Records for this task →
----------------------------------------
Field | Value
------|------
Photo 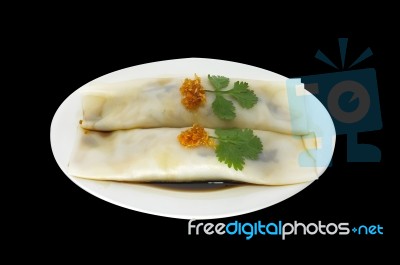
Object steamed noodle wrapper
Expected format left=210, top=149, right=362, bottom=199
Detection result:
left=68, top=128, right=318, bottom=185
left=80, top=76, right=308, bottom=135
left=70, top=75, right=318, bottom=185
----------------------------------------
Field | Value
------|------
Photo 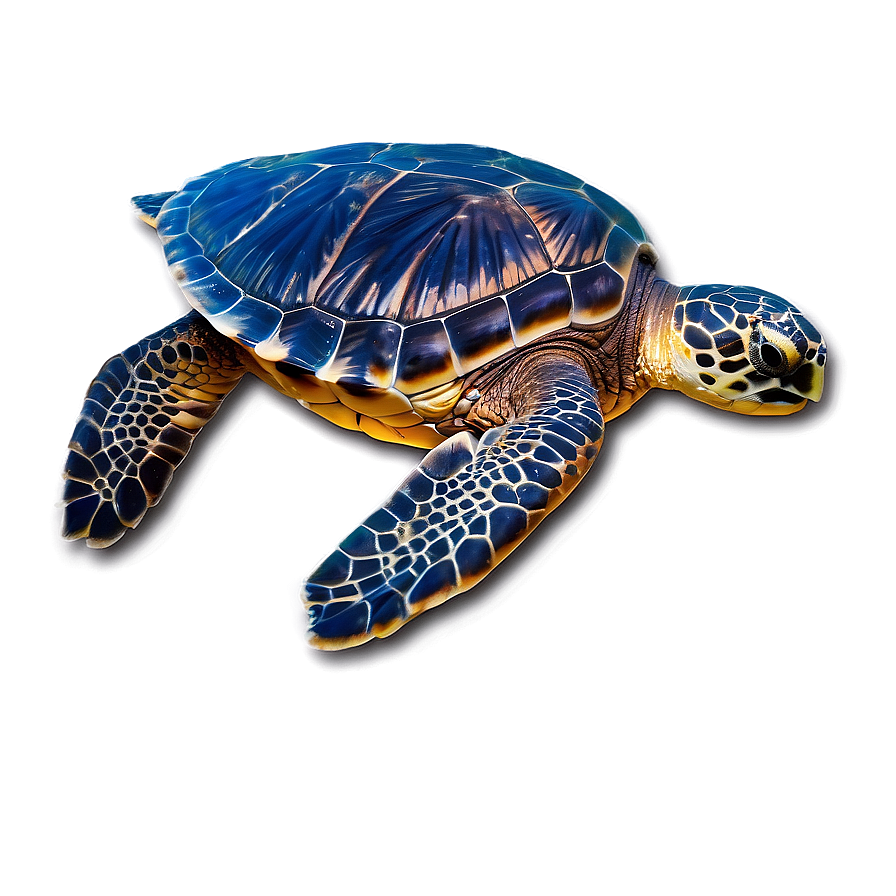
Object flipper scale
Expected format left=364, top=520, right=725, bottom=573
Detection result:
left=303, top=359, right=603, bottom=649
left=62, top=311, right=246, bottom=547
----------------------------------------
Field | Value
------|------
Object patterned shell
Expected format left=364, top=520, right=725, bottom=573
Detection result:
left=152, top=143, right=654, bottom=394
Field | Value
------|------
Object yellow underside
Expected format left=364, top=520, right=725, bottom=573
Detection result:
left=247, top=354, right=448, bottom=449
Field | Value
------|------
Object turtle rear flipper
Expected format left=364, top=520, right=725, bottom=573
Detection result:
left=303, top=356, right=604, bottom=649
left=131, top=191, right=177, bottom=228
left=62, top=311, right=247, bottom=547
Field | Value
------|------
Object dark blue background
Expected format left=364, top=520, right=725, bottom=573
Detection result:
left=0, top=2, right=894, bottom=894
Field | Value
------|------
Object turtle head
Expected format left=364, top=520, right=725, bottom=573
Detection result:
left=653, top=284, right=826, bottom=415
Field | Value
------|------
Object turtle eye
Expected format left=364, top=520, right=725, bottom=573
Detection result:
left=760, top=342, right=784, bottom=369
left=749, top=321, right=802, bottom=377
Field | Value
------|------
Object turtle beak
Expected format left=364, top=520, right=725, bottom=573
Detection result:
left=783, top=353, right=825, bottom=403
----------------------------------------
Task goal →
Scan the listing for the string "turtle". Copy each line that has it.

Output for this exercise →
Object turtle rear flipper
Object turtle head
Object turtle eye
Object turtle beak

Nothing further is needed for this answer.